Required action: The line that contains "Mark one point per instance of the folding" marks the end: retype the data below exactly from its first line through that line.

Recorded data:
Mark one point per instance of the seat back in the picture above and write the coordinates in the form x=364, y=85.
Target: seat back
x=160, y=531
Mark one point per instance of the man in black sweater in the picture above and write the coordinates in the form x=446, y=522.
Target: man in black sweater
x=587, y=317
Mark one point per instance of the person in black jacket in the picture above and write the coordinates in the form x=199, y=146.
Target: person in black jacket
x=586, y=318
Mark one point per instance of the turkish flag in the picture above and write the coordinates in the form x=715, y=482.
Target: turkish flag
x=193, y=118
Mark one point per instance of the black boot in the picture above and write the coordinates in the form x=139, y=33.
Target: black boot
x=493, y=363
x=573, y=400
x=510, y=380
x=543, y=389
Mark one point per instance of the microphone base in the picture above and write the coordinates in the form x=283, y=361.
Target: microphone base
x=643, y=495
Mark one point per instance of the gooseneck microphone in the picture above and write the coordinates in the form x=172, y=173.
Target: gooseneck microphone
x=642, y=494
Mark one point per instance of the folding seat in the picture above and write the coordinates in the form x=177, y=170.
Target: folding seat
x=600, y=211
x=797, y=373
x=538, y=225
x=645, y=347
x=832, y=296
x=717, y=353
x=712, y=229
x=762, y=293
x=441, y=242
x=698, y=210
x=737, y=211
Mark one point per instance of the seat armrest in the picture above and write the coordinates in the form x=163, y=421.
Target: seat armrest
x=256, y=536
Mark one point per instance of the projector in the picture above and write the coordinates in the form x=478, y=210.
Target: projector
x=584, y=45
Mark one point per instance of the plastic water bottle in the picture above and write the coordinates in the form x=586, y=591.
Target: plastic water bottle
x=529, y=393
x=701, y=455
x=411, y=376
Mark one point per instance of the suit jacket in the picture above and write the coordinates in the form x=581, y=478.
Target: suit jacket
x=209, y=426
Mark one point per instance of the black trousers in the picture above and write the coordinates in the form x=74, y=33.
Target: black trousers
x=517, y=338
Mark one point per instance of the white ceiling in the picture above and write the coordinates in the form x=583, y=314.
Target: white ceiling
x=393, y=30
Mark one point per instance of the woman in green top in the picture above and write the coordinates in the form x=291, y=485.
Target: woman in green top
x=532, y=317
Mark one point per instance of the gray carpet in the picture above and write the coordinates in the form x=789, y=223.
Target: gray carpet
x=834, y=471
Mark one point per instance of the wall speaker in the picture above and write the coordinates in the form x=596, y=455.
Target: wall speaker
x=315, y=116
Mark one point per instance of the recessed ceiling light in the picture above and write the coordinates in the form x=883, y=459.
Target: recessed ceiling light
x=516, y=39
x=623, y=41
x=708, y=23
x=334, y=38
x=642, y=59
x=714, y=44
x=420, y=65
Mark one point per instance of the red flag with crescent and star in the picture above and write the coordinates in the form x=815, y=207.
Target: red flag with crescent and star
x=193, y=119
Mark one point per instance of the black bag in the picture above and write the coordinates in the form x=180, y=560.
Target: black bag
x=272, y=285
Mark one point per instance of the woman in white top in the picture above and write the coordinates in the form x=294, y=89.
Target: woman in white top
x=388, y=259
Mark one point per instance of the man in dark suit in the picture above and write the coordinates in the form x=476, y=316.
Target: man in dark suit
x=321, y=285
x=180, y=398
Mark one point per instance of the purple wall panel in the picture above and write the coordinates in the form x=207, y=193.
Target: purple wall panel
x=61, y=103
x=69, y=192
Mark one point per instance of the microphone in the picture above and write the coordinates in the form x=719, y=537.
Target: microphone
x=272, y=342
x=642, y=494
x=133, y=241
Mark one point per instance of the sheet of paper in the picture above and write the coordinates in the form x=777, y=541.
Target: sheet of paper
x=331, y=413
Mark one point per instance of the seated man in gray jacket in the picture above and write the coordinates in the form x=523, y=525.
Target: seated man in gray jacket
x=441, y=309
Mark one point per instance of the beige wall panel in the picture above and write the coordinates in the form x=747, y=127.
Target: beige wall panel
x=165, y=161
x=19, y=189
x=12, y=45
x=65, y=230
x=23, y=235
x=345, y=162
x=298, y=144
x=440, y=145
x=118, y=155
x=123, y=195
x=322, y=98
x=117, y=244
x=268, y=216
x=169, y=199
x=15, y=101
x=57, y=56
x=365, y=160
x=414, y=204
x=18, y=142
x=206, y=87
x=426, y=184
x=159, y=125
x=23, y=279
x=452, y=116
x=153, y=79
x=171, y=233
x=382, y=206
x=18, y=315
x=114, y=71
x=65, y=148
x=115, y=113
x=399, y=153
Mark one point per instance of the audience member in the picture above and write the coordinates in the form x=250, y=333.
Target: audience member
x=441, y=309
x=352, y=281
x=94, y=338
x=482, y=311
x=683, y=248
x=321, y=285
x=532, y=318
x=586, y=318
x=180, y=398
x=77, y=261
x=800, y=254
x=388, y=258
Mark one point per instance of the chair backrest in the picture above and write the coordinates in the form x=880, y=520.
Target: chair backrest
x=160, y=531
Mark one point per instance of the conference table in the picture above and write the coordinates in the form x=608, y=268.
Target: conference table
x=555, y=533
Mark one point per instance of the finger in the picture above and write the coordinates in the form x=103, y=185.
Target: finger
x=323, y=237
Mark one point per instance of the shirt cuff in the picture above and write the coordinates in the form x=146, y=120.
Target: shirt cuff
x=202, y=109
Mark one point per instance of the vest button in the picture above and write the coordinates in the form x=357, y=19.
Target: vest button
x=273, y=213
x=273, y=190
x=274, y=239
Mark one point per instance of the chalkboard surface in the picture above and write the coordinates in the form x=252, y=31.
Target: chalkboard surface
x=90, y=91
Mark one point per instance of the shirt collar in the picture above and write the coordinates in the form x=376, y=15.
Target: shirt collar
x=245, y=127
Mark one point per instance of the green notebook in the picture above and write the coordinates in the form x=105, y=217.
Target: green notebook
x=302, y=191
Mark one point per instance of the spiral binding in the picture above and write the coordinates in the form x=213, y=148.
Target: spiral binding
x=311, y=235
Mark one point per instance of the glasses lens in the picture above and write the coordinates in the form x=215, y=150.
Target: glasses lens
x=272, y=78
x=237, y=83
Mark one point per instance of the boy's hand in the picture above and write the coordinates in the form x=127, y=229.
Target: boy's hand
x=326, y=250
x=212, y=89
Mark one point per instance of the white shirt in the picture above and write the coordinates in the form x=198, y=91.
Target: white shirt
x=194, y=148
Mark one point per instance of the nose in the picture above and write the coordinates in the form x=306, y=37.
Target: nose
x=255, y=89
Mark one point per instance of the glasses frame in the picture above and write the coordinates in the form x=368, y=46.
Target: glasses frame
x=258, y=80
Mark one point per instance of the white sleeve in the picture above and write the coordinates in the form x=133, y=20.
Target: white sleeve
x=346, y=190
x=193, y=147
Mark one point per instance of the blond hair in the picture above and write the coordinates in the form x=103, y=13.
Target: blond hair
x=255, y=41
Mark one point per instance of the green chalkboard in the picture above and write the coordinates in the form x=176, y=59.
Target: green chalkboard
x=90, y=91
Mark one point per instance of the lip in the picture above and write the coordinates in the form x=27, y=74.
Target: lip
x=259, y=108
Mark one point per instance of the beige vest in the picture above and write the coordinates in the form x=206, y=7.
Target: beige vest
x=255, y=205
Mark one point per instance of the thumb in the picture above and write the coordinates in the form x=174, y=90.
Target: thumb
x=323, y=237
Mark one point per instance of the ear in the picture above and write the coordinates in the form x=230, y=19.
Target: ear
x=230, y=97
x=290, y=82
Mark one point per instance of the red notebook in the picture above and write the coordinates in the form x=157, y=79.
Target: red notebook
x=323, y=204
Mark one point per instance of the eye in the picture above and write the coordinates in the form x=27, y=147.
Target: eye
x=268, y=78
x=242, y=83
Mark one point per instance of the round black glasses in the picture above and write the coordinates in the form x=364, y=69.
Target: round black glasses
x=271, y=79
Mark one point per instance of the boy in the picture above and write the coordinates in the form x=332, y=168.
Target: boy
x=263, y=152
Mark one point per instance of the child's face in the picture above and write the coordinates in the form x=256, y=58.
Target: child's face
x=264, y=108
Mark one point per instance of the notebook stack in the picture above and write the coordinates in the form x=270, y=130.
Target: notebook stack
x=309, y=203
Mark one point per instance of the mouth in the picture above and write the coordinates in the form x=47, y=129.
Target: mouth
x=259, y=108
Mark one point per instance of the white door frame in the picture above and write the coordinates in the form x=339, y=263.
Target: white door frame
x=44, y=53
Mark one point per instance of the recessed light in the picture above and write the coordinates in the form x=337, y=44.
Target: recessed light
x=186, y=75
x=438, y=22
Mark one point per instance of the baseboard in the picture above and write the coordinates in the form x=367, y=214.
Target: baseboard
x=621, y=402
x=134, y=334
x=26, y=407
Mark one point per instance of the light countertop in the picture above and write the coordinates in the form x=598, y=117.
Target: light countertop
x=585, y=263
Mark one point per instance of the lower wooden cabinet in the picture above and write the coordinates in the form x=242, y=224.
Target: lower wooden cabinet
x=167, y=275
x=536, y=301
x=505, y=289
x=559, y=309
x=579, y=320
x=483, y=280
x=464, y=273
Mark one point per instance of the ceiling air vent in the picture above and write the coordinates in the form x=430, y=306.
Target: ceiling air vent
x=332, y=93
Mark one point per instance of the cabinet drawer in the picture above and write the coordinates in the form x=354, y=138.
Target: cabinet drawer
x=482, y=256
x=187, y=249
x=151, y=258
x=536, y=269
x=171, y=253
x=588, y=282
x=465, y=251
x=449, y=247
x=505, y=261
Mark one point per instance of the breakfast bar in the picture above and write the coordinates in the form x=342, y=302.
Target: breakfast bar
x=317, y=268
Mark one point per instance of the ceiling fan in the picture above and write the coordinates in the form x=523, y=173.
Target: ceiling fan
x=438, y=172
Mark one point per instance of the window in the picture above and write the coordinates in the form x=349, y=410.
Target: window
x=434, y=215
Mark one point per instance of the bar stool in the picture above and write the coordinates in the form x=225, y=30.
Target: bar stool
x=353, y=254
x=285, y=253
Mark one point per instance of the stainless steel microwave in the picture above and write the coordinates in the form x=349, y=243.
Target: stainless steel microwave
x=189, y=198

Exercise response:
Mark one point per instance of the seat back in the picture above and write the coordinates in the form x=364, y=85.
Target: seat back
x=160, y=531
Mark one point per instance of the man in black sweater in the picture above and write the coordinates in the form x=446, y=522.
Target: man in black sweater
x=587, y=317
Mark one point per instance of the person in black jacket in the picture above and write the coordinates in the form x=199, y=146.
Target: person in black jacket
x=586, y=318
Mark one point per instance of the turkish flag in the picture above and write the coordinates in the form x=715, y=482.
Target: turkish flag
x=193, y=118
Mark one point per instance of the black boot in the picture above and write the coordinates in the form x=139, y=33.
Target: black boot
x=493, y=363
x=573, y=400
x=510, y=380
x=543, y=389
Mark one point per instance of the microphone base in the picture above and write the coordinates in the form x=283, y=361.
Target: microphone base
x=643, y=495
Mark one point per instance of the gooseneck microphone in the picture above and write the coordinates in the form x=172, y=173.
Target: gooseneck microphone
x=642, y=494
Mark one point per instance of the folding seat in the picture above and write the coordinates in the form x=177, y=170.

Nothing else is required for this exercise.